## PROBLEM 1
According to the Dridex analysis text, in which section are the embedded strings stored?
## PROBLEM 2
Using the Dridex analysis text, explain why inserting ret instructions throughout the code complicates disassembly.

Successfully achieving these steps, the flow will exactly resume at the ret
instruction, pointed by the corrupted EIP
, which will pop the address on top of the stack and jumps to it. This will make the wanted jump to the resolved API with no call
instruction. Furthermore, after executing the resolved API code, the flow resumes at the previously saved address of the manually built stack frame (step no. 2). This will make the flow resume at the instruction after the ret
, successfully returning back to the previous normal flow before the int 3
instruction. Not to forget, this technique makes the dynamic code analysis harder, because you will deal with hundreds of debugger traps everywhere in the code.
Moreover, inserting ret
instructions everywhere in the code tricks the disassemblers when trying to identify functions. Some disassemblers use ret
instructions to identify the end of the functions. This makes another layer of complication using this anti-disassembly technique.
To overcome all this, we need to create a script which parses the code section of the sample, in order to fix those complication.
We can create a small IDA Python script to search for the opcodes int 3
and ret
, and then patch them to be call EAX
. This means that we are looking for the bytes 0xCCC3
, then we patch them to be 0xFFD0
. The script is below:
import idautils
import idaapi
import ida_search
def get_text_section ():
for seg in idautils.Segments():
if idc.get_segm_name(seg) == ".text":
return [idc.get_segm_start(seg), idc.get_segm_end(seg)]
def search_N_patch(pattern, patch):
search_range = []
search_range = get_text_section()
flag = True
while(flag): # The value 16 is the default.
addr = ida_search.find_binary(search_range[0], search_range[1], pattern, 16, ida_search.SEARCH_DOWN)
idc.patch_word(addr,patch)
if (addr == ida_idaapi.BADADDR or addr >= search_range[1]):
flag = False
pattern = 'cc c3' # int 3 ret
patch = 0xd0ff # call eax (Little Endian)
search_N_patch(pattern,patch)
PS: This script only alters the IDA database and not the actual binary. To patch the sample in order to open it in a debugger, use the pefile
python library instead.
Now, using hashdb as well as our IDA Python script, we have a better chance to understand Dridex functionality. First, we edit the data types of the mw_API_Resolver
arguments to be hashdb_strings_crc32
enum instead of integers. This in order to make IDA Pro automatically resolve the hashes, Secondly, we use IDA Pro Xrefs to know which API is being resolved at any particular location.
Strings Decryption
Dridex contains a lot of malicious functionality. From simple host profiling up to DLL hijacking, there are a lot to cover when reversing Dridex. I will not dive deeply into all of its functionality, I will rather focus on the interesting parts only. To get the most of its intentions, you need to decrypt all the embedded strings. They are stored on the .rdata
section in chunks. These strings are used as parameters with the resolved APIs to perform certain malicious impact.
We can use the amazing capa tool from Mandiant to find out if it can detect any encryption algorithms. Fortunately, capa was able to identify RC4 is being used at sub_61E5D0
. Also, from capa’s output, we can detect the operation: “key modulo its length” at the address 0x61E657
.

(Source records)
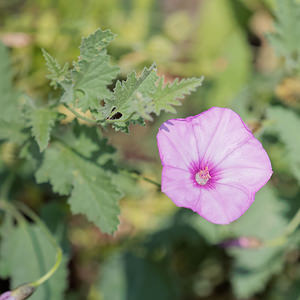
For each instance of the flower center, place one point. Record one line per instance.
(202, 176)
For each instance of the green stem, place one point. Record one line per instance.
(282, 239)
(6, 186)
(50, 237)
(80, 116)
(137, 175)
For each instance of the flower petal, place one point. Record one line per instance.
(179, 187)
(248, 166)
(177, 144)
(224, 203)
(218, 132)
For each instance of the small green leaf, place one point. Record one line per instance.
(42, 121)
(56, 73)
(169, 95)
(95, 44)
(132, 98)
(72, 169)
(90, 80)
(253, 268)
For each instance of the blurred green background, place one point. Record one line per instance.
(162, 252)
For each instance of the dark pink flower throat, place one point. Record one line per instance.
(202, 176)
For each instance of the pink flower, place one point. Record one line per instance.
(212, 164)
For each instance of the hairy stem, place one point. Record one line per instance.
(135, 174)
(80, 116)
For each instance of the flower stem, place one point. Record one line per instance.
(80, 116)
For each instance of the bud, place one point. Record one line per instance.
(20, 293)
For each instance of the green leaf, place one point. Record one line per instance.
(153, 279)
(90, 81)
(287, 35)
(42, 121)
(12, 131)
(166, 96)
(56, 73)
(5, 71)
(133, 96)
(285, 123)
(95, 44)
(11, 121)
(253, 268)
(92, 190)
(28, 255)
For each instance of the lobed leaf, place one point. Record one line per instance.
(68, 166)
(95, 44)
(90, 80)
(165, 97)
(56, 73)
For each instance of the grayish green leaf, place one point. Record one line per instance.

## RESPONSE AREA 1
They are stored in the .rdata section, in chunks.

## RESPONSE AREA 2
Some disassemblers use ret instructions to identify where functions end. Placing ret instructions everywhere therefore tricks them when they try to identify functions, adding another layer of complication.